**Required work**
Convert the entries below into a Markdown table with the columns Row and Line, starting at the line that contains "[point] every instance of the chrome trim" and ending at the last line of the entries. Number each line in order, and leave out any blank lines.

'''

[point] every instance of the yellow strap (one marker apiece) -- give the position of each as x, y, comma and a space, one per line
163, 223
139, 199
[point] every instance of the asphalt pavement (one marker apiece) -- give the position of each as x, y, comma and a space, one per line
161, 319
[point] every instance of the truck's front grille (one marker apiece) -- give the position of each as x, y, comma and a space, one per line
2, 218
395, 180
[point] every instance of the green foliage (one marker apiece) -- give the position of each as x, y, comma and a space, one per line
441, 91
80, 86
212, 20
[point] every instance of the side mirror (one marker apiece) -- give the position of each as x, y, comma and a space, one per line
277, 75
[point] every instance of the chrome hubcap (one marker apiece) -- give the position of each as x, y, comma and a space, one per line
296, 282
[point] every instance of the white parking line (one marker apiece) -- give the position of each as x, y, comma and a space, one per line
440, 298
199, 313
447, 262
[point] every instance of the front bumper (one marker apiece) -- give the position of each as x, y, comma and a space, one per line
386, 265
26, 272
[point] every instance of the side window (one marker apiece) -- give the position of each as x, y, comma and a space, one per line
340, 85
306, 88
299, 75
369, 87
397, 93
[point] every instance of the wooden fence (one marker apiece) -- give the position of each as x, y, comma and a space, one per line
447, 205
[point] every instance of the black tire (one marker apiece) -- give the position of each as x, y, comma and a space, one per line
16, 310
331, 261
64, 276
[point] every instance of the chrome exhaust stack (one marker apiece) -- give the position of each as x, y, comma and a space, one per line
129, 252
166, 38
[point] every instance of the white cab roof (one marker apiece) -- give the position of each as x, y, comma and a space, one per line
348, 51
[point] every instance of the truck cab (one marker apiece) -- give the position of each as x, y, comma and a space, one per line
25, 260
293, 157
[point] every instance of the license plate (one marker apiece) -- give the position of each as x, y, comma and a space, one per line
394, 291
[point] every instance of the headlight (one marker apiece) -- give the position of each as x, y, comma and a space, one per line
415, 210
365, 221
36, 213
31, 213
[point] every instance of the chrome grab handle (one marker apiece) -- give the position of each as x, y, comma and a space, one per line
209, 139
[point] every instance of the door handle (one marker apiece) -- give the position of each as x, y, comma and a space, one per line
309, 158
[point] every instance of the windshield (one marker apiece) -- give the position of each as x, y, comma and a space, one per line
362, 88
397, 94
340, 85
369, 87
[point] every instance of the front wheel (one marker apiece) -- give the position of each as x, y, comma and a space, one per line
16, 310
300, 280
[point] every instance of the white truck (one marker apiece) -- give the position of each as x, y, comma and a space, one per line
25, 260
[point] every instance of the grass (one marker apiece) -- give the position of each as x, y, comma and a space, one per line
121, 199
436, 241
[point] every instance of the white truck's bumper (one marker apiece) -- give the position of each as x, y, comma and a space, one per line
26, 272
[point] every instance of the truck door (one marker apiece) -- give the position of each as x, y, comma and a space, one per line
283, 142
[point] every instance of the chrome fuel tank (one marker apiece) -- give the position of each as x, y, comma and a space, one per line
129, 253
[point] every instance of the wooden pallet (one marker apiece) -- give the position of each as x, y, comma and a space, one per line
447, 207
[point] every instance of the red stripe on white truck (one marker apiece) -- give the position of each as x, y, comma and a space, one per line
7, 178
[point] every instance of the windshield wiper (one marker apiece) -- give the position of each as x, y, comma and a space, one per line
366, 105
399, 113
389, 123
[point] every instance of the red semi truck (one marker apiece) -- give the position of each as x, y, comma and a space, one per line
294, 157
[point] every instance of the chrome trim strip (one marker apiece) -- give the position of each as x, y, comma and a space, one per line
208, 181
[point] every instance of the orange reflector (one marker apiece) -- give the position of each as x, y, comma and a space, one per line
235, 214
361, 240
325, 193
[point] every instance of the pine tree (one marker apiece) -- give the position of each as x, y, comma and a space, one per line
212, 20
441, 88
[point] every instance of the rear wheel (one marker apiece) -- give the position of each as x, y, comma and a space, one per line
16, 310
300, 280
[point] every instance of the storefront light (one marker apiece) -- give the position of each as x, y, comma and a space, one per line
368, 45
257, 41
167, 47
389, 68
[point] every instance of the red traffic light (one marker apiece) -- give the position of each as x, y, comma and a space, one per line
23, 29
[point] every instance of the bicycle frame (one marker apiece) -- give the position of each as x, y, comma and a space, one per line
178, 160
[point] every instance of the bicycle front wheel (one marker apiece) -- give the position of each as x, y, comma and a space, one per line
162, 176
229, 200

'''

**Exercise output**
| Row | Line |
|---|---|
| 1 | [point] every instance of the chrome trim strip (one marker apiece) -- give the position of each as x, y, comma and a space, one per line |
| 2 | 208, 181 |
| 3 | [point] every instance of the orange reflector (one marker apiece) -- give the position of each as x, y, comma and a space, one per line |
| 4 | 235, 214 |
| 5 | 361, 240 |
| 6 | 325, 193 |
| 7 | [point] every instance of the pine tree (one marker apiece) -- give the position of each as x, y, comma and a space, one per line |
| 8 | 212, 20 |
| 9 | 441, 88 |
| 10 | [point] every instance of the rear wheel (one marker apiece) -- give the position of each as x, y, comma and a space, one per line |
| 11 | 16, 310 |
| 12 | 300, 280 |
| 13 | [point] every instance of the storefront light (one marker apiece) -- give the position of each as x, y, comma and a space, one per line |
| 14 | 368, 45 |
| 15 | 257, 41 |
| 16 | 167, 47 |
| 17 | 389, 68 |
| 18 | [point] every instance of the red traffic light (one marker apiece) -- give the position of each as x, y, comma and a space, one per line |
| 19 | 23, 29 |
| 20 | [point] every instance of the bicycle frame (one marker apiece) -- give the position of each as x, y, comma and a space, one per line |
| 21 | 178, 160 |
| 22 | [point] every instance of the bicycle front wheel (one marker apiece) -- give the position of each as x, y, comma and a space, one per line |
| 23 | 162, 176 |
| 24 | 229, 200 |